*** Passage to read ***
Haas, David, The Referendum Party’s Video Mailer Strategy, Historical Journal of Film, Radio and Television, vol 17, no 4, 1997.
This post represents the views of the author and not those of the Brexit blog, nor LSE.
Ros Taylor is co-editor of LSE Brexit.
Fascinating, thanks. I like the list of 10 things that “A Federal Europe means”. As far as I can see, 22 years later 3 of them (1, 7 and 9) have happened. I don’t understand 5 which shows a stereotyped Frenchman (I don’t think you could do that today!) whose pension is being funded by British taxpayers. Of course people with good NI contribution records can claim pensions while living in Europe (or elsewhere), is that what the leaflet is referring to? Is it supposed to be a bad thing? 4 shows a shopping street with boarded-up shop-fronts crippled by European regulation; while indeed the High Street is in a bad way I think Amazon has far much more to do with it than European red tape. The other 5 predictions are clear misses.
It would be nice if the LSE digital library would put some of these leaflets in full online.
On pensions – no. There was a fear that some European counties would not be able to afford their own pension liabilities and that Britain would have to bail them out.
*** End of Passage to read ***
*** Given entries ***
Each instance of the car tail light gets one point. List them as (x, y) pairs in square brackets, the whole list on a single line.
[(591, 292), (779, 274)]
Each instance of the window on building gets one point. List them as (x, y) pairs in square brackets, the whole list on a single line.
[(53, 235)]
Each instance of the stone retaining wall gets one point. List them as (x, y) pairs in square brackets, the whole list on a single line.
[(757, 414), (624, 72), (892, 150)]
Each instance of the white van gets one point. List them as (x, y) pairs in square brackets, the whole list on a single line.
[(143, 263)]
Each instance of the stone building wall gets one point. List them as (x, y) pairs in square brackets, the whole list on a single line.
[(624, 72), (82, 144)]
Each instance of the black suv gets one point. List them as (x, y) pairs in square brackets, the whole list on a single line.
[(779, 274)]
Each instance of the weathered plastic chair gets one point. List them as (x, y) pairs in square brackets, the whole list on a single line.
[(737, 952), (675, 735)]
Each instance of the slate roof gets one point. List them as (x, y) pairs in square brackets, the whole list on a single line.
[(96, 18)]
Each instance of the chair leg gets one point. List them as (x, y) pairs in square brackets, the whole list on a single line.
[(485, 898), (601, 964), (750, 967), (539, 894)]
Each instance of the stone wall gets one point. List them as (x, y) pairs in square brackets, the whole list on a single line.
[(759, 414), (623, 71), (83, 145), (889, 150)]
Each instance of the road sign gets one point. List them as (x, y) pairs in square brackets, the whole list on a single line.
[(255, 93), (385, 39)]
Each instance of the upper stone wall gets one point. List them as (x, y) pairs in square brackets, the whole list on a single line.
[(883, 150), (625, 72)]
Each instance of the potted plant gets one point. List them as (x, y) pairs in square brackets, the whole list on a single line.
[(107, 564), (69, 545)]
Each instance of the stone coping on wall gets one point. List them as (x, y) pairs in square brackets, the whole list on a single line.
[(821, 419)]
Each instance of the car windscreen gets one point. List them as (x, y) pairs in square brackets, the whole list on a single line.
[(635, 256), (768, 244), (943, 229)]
*** End of Given entries ***
§ **Explore the material**
[1] Echo the blog excerpt from "It would be" up to and including "bail them out.".
[2] Summarize the blog excerpt in two sentences.
[3] Pick up the blog excerpt on the leaflet's predictions at the point where it stops.
The region pointing data is material separate from the blog excerpt.

§ **Set of answers**
[1]
It would be nice if the LSE digital library would put some of these leaflets in full online.
On pensions – no. There was a fear that some European counties would not be able to afford their own pension liabilities and that Britain would have to bail them out.

[2] A commenter judges that three of the ten things a leaflet said "A Federal Europe means" have happened after 22 years, questions the point about a Frenchman's pension being funded by British taxpayers, and blames Amazon more than European regulation for the state of the High Street. A reply explains that the pension item reflected a fear that Britain would have to bail out European countries unable to afford their own pension liabilities.

[3]
The octopus is crushing British Airways, and it is true that the EU-led liberalisation of air travel posed an existential threat to BA – it exposed it to competition from airlines like Ryanair. But BA is still around and customers have not complained much about the lower fares and greater choice of routes.
@Ros (on pensions): Thanks. Er, you mentioned that in the original article, sorry I missed it the first time.
Perhaps the interesting thing about the octopus cartoon, if it was typical of the anti-EU sentiment of the time, is that it shows how anti-EU sentiment has changed its tone over the last 20 years. I don’t think anyone these days talks about Brussels octopuses sucking in money from Scottish pensioners these days any more than they complain about the gnomes of Zurich. From what I can remember of the 2016 Leave campaign, the anti-EU argument was not about portraying the EU as malignant but as being incompetent or elitist. Even the “Breaking Point” poster (which I suppose was the low point) was not hateful towards the EU but towards people fleeing war zones trying to get in.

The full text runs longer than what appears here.